- [Your objective]
Recast the data below as a Markdown table with two columns, No. and Entry: the first holds the row number and the second holds that line. Omit any blank lines.

··· Record extracts ···

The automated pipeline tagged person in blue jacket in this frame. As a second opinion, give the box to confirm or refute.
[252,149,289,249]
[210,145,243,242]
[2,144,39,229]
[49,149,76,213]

···

- [Exercise solution]
| No. | Entry |
|---|---|
| 1 | The automated pipeline tagged person in blue jacket in this frame. As a second opinion, give the box to confirm or refute. |
| 2 | [252,149,289,249] |
| 3 | [210,145,243,242] |
| 4 | [2,144,39,229] |
| 5 | [49,149,76,213] |